• **Prompt**
Every line of the data below that holds the string "blue" needs to be reported.

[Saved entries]
◇ ◇ ◇ ◇

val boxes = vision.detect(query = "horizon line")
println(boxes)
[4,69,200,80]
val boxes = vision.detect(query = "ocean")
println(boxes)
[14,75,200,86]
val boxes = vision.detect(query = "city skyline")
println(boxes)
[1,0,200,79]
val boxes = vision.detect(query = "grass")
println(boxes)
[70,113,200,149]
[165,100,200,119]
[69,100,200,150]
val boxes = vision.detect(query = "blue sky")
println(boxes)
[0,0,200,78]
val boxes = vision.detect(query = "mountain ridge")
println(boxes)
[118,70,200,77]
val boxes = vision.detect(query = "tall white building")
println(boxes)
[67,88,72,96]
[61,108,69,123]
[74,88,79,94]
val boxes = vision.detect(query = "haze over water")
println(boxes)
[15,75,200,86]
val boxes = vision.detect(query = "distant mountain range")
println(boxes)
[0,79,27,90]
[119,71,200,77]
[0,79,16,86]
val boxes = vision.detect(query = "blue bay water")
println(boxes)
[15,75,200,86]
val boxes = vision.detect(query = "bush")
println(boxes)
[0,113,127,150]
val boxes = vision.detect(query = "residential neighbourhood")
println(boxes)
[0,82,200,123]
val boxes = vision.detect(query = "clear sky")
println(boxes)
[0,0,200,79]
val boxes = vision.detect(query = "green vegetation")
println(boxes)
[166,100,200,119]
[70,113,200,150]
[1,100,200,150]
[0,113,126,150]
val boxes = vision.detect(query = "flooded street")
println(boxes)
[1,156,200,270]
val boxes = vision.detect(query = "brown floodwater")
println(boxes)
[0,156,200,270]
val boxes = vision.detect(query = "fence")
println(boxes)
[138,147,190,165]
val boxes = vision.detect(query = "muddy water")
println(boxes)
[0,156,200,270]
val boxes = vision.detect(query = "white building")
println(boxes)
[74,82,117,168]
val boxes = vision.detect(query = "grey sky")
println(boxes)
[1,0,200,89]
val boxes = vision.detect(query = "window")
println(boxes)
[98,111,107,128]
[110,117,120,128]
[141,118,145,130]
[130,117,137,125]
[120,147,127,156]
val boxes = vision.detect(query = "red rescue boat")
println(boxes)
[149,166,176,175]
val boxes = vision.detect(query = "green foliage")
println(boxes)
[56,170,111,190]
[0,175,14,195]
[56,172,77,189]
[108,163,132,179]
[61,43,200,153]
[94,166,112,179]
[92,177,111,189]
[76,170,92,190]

◇ ◇ ◇ ◇

• **Exercise output**
val boxes = vision.detect(query = "blue sky")
val boxes = vision.detect(query = "blue bay water")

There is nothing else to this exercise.